→ **Entries provided**

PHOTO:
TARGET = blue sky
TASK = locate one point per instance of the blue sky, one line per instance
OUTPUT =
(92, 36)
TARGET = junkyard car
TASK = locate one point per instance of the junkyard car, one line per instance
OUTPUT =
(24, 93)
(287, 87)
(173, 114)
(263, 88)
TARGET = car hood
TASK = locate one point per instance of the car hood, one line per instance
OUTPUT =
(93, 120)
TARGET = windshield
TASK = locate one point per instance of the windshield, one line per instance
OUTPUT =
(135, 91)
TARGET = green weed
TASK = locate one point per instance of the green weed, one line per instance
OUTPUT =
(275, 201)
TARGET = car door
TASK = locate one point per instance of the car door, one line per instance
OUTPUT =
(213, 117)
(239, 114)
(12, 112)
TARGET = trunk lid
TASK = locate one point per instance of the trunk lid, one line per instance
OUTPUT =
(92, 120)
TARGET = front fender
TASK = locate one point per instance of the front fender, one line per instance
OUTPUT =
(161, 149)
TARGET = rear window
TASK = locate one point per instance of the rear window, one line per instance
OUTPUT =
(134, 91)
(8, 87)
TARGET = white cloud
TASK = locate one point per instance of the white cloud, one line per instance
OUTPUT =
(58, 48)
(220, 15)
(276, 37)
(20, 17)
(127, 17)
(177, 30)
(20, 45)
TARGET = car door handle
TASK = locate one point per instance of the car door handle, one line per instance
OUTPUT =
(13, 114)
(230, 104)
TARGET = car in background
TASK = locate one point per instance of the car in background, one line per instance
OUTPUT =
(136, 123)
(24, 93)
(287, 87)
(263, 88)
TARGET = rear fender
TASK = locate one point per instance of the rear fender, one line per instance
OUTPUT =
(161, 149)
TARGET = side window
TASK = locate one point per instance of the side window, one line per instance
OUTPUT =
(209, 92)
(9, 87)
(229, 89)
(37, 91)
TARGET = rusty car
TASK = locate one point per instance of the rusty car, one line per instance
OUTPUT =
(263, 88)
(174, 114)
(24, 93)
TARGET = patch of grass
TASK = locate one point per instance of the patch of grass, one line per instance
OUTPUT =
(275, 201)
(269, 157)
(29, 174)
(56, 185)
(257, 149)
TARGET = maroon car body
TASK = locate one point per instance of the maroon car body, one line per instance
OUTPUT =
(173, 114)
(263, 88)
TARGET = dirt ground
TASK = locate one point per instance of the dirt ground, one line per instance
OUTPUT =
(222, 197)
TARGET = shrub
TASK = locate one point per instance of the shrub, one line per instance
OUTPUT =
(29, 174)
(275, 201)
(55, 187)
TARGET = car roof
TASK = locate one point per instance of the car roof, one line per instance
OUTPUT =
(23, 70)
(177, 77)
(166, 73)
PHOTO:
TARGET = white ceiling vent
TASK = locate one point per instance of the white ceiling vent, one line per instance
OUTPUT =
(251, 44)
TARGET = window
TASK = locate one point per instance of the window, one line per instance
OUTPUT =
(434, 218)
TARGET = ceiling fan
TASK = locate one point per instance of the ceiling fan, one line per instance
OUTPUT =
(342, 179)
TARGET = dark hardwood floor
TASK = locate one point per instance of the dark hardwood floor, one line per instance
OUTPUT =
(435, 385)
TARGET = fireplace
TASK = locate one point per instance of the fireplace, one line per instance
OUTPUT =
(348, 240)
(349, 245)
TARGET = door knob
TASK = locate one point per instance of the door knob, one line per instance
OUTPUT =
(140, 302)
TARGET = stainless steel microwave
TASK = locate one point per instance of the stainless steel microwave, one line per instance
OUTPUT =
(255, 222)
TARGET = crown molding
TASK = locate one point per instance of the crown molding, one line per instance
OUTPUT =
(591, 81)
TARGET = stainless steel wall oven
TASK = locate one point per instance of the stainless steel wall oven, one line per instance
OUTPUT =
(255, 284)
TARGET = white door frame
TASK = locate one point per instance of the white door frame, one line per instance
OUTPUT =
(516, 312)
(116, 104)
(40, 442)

→ **Objective**
Repeat the material above in full, keeping every word.

→ **Answer for the task**
PHOTO:
TARGET = blue sky
TASK = locate one point per instance of the blue sky, one line per instance
OUTPUT =
(92, 36)
TARGET = junkyard car
TASK = locate one point per instance of the junkyard car, one line per instance
OUTPUT =
(24, 93)
(287, 87)
(173, 114)
(263, 88)
TARGET = car hood
TASK = locate one point per instance of the car hood, one line per instance
OUTPUT =
(93, 120)
TARGET = windshield
TASK = locate one point per instance of the windshield, one line per instance
OUTPUT =
(135, 91)
TARGET = green weed
TASK = locate one point per instance of the green weed, one line per instance
OUTPUT =
(275, 201)
TARGET = car door
TASK = locate one point per instance of the car door, one line per instance
OUTPUT =
(213, 117)
(239, 114)
(12, 112)
TARGET = trunk lid
TASK = locate one point per instance of the trunk lid, one line per instance
OUTPUT =
(92, 120)
TARGET = front fender
TASK = locate one point per instance of the front fender, one line per instance
OUTPUT =
(161, 149)
TARGET = rear window
TASK = locate one point per instance of the rear window, one line per instance
OUTPUT =
(134, 91)
(8, 87)
TARGET = white cloud
TASK = locate one point per instance of the white cloud, one line per instance
OUTPUT =
(58, 48)
(220, 15)
(276, 37)
(20, 17)
(127, 17)
(177, 30)
(20, 45)
TARGET = car door handle
TASK = locate one point per instance of the car door handle, one line per instance
OUTPUT =
(13, 114)
(230, 104)
TARGET = car in background
TASK = locate one point per instance of the car in background, one line per instance
OUTPUT =
(136, 123)
(24, 93)
(287, 87)
(263, 88)
TARGET = rear fender
TASK = locate one point per instance of the rear fender, one line per instance
OUTPUT =
(161, 149)
TARGET = side window
TASK = locate one point per instance of the side window, one line per instance
OUTPUT =
(209, 92)
(9, 87)
(229, 89)
(37, 91)
TARGET = rusty car
TASK = locate one point per instance of the rusty car, one line per instance
OUTPUT =
(263, 88)
(174, 114)
(24, 93)
TARGET = patch of grass
TASK = locate one point per instance of the patch of grass, one line per instance
OUTPUT =
(275, 201)
(269, 157)
(29, 174)
(56, 185)
(257, 149)
TARGET = maroon car body
TASK = locate one point per instance of the maroon car body, one line per instance
OUTPUT =
(173, 114)
(263, 88)
TARGET = dirt ground
TASK = locate one point per instance of the dirt ground, one line per instance
OUTPUT =
(222, 197)
TARGET = shrub
TASK = locate one point per instance of the shrub, one line per instance
OUTPUT =
(29, 174)
(275, 201)
(55, 187)
TARGET = car roof
TASK = locate one point per instance of the car roof, one line per instance
OUTPUT =
(23, 70)
(177, 77)
(166, 73)
PHOTO:
TARGET = white ceiling vent
TASK = locate one point per instance of the white ceiling vent, one line per instance
OUTPUT =
(251, 44)
TARGET = window
TASK = locate one point per instance of the window, one line per instance
OUTPUT =
(434, 218)
TARGET = ceiling fan
TASK = locate one point per instance of the ceiling fan, one line per instance
OUTPUT =
(342, 179)
TARGET = dark hardwood floor
TASK = locate one point per instance of the dark hardwood floor, one line per instance
OUTPUT =
(435, 385)
TARGET = fireplace
TASK = locate one point per instance of the fireplace, one line per instance
OUTPUT =
(348, 240)
(349, 245)
TARGET = door knob
TASK = locate one point per instance of the door knob, one line per instance
OUTPUT =
(140, 302)
TARGET = stainless steel microwave
TASK = locate one point per instance of the stainless steel microwave, one line per instance
OUTPUT =
(255, 222)
TARGET = crown molding
TASK = locate one point per instance of the crown molding, one line per instance
OUTPUT =
(591, 81)
TARGET = stainless steel wall oven
TASK = locate one point per instance of the stainless steel wall oven, one line per instance
OUTPUT =
(255, 284)
TARGET = white door frame
TASK = locate one point per instance of the white door frame, one line per instance
OUTPUT =
(516, 312)
(116, 104)
(40, 442)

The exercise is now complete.